EXERCISE DETAILS »
Output as a JSON list of strings every line of the listing from the one containing "Note to the class: point to the sony display" through the last line, inclusive, one string per line with blank lines left out.

DATA LINES »
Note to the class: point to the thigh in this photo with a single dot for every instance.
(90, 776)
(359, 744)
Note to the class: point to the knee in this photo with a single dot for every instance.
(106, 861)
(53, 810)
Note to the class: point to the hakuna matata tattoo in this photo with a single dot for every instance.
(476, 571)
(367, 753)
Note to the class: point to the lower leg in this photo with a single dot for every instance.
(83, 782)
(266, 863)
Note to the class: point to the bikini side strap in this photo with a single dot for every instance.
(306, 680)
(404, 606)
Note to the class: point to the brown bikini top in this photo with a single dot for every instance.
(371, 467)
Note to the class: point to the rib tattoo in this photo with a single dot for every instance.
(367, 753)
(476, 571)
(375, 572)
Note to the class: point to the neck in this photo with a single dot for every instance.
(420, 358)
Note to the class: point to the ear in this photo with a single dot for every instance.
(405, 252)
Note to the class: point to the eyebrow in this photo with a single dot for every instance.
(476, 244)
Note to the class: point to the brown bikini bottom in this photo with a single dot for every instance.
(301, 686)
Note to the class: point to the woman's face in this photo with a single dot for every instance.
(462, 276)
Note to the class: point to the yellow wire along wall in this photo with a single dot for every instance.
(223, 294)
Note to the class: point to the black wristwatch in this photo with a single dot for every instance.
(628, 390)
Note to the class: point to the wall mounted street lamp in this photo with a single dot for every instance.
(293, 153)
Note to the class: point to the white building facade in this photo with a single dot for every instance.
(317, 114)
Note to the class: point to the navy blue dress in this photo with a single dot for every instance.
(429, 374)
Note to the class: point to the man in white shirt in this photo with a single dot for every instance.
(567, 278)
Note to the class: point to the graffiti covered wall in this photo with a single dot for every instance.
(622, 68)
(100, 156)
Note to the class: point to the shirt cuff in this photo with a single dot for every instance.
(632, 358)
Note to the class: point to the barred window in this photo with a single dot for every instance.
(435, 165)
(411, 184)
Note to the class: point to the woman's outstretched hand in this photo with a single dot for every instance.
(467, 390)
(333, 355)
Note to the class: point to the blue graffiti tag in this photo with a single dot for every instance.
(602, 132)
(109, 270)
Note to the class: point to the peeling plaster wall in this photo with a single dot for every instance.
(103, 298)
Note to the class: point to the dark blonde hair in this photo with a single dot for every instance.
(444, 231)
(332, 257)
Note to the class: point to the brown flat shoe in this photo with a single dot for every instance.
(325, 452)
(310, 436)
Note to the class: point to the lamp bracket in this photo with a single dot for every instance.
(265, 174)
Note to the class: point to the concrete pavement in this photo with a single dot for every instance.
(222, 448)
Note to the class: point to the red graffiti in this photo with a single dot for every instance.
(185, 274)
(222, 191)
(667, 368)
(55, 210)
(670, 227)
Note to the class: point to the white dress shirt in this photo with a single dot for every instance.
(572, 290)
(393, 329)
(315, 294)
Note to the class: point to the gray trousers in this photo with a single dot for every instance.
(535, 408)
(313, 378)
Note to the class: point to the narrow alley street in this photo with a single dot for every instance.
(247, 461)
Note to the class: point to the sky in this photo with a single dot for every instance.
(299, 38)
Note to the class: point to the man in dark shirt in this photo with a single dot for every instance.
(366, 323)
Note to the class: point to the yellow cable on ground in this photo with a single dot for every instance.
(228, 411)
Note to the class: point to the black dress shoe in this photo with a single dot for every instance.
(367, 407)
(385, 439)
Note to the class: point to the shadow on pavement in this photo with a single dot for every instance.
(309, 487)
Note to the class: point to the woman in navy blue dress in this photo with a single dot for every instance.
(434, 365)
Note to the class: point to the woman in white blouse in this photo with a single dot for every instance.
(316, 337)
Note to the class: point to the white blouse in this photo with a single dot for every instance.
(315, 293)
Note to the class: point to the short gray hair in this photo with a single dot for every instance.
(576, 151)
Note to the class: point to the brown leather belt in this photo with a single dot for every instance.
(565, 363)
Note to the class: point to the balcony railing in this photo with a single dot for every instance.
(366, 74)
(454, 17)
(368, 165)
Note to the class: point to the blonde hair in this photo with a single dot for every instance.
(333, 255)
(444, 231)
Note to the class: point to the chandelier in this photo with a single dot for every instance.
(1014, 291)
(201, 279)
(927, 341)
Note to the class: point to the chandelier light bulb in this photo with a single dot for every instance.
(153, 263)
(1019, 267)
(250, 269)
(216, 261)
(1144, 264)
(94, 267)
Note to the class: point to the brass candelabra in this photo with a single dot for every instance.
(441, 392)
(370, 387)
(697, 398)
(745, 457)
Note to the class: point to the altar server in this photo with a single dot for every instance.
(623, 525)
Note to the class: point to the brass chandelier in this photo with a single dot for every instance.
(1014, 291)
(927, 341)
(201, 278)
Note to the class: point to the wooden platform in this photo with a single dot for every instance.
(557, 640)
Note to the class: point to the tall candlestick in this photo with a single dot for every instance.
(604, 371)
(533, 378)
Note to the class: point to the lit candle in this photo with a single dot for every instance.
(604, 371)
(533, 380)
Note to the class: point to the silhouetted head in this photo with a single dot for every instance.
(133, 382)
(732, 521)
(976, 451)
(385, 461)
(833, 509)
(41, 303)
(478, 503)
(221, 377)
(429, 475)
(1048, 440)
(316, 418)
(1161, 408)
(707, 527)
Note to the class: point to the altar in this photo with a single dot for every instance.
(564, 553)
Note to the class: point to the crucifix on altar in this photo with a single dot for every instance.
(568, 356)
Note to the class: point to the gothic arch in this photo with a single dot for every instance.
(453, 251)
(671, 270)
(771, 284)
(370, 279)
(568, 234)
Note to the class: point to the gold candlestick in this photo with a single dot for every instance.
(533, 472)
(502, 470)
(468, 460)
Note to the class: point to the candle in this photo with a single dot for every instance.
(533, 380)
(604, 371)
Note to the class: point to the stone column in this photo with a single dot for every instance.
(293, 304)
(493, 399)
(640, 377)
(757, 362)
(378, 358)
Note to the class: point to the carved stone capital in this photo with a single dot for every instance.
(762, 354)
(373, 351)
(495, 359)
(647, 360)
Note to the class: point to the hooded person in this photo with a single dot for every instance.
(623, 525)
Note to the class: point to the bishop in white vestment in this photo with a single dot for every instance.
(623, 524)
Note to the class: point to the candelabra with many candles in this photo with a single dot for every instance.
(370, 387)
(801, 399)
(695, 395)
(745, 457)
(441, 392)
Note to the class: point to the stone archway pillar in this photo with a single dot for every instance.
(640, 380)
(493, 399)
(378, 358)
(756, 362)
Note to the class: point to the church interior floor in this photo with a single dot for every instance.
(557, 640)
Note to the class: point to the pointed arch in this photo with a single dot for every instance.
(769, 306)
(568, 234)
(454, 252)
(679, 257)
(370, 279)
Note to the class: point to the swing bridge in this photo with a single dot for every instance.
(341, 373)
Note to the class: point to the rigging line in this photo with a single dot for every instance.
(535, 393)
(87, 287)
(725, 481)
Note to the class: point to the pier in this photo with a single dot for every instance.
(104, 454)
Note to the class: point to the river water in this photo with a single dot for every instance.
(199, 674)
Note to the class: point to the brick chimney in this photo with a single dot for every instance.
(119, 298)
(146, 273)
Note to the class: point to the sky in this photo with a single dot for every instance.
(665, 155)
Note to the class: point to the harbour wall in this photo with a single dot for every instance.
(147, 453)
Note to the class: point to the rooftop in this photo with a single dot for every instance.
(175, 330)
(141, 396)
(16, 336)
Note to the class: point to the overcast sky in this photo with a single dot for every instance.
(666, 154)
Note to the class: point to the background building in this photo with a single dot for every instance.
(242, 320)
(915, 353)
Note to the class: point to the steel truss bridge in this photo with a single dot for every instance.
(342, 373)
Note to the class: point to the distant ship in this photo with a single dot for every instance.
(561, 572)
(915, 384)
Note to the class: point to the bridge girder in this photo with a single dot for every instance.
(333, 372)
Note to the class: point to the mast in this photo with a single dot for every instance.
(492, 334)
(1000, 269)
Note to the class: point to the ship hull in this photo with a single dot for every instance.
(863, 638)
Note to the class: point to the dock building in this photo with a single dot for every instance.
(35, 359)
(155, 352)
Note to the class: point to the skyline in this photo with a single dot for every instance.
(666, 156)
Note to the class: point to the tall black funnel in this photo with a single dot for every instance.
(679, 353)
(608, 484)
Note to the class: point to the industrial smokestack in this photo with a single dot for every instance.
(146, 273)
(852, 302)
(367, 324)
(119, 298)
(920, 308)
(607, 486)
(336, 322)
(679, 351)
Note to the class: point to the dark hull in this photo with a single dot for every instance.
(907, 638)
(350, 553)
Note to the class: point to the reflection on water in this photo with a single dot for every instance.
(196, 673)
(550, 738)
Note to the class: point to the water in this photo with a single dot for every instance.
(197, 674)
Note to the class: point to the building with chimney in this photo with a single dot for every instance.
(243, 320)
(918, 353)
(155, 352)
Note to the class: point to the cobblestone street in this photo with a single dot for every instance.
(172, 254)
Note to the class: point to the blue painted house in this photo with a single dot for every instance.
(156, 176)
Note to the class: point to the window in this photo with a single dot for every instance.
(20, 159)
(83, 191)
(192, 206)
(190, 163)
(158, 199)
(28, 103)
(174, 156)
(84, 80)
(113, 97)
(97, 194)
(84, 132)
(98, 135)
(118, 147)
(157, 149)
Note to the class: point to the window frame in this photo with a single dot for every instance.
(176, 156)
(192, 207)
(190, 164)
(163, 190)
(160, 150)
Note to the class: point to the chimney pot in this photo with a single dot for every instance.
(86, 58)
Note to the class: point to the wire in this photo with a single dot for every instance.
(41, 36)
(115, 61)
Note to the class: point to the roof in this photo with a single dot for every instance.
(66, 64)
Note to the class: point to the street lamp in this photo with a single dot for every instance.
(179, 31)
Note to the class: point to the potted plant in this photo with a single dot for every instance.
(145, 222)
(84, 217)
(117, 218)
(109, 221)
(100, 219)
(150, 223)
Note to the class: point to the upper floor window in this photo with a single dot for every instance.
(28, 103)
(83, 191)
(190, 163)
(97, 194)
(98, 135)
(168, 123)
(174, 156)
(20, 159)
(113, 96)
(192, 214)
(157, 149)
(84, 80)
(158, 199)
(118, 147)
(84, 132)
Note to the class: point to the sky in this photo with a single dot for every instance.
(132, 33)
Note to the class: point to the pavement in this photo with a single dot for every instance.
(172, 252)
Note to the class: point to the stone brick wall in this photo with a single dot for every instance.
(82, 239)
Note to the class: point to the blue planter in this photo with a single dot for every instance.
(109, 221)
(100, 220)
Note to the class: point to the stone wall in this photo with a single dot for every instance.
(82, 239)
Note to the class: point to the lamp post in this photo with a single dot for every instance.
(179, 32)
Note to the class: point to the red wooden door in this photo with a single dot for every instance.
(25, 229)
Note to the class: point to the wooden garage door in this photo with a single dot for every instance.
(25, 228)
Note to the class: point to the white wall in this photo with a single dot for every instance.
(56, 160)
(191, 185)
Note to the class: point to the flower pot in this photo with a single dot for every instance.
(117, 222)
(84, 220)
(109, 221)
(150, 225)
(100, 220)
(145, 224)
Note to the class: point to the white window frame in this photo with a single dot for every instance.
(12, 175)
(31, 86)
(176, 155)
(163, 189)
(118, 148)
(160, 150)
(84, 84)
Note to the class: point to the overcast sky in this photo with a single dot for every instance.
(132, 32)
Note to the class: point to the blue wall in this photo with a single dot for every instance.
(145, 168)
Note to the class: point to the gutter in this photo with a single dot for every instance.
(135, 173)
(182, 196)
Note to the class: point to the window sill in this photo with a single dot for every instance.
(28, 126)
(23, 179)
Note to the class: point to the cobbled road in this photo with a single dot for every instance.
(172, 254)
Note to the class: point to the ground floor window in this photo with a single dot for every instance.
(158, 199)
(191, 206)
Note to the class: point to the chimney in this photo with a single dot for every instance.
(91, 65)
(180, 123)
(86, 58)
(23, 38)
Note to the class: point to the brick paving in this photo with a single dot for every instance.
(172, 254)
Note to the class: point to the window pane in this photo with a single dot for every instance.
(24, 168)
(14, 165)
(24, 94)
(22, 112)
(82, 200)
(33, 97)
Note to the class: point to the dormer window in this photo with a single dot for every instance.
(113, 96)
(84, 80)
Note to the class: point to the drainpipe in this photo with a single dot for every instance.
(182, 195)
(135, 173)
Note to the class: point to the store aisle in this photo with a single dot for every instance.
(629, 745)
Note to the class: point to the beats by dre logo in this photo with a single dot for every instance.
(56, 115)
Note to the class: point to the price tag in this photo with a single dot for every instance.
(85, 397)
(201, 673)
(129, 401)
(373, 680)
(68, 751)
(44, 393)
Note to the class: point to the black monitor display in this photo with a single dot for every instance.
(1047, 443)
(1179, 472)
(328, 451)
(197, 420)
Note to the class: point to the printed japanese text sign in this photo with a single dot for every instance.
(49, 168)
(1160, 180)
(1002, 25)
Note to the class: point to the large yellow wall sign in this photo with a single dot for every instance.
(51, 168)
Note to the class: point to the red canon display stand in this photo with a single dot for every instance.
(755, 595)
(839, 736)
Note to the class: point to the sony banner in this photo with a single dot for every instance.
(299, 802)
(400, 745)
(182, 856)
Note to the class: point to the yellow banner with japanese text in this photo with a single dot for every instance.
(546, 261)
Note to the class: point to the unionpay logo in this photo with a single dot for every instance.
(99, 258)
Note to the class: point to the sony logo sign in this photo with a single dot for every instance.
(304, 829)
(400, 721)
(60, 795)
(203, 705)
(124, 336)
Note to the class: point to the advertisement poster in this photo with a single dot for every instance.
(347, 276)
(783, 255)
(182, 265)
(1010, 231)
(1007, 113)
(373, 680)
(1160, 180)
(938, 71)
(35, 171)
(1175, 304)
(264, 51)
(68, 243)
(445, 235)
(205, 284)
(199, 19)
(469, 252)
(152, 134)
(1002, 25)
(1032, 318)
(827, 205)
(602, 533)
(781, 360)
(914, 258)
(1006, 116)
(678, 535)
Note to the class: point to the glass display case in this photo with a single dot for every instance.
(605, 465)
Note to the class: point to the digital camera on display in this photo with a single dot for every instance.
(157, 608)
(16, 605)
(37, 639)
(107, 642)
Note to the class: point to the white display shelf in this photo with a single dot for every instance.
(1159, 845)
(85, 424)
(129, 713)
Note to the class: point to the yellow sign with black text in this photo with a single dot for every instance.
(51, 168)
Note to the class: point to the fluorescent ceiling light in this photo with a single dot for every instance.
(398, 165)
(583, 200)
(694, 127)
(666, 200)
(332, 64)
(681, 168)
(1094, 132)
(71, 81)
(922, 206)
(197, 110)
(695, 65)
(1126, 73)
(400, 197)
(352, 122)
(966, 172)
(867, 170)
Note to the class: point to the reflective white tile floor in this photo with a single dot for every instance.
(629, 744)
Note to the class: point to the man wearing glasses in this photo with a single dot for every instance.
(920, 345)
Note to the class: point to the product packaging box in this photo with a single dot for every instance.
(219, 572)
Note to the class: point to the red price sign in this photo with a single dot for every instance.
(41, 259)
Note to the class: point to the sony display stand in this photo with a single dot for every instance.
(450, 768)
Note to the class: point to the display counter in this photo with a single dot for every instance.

CORRECT RESPONSE »
[
  "Note to the class: point to the sony display stand in this photo with a single dot for every instance.",
  "(450, 768)",
  "Note to the class: point to the display counter in this photo with a single dot for every instance."
]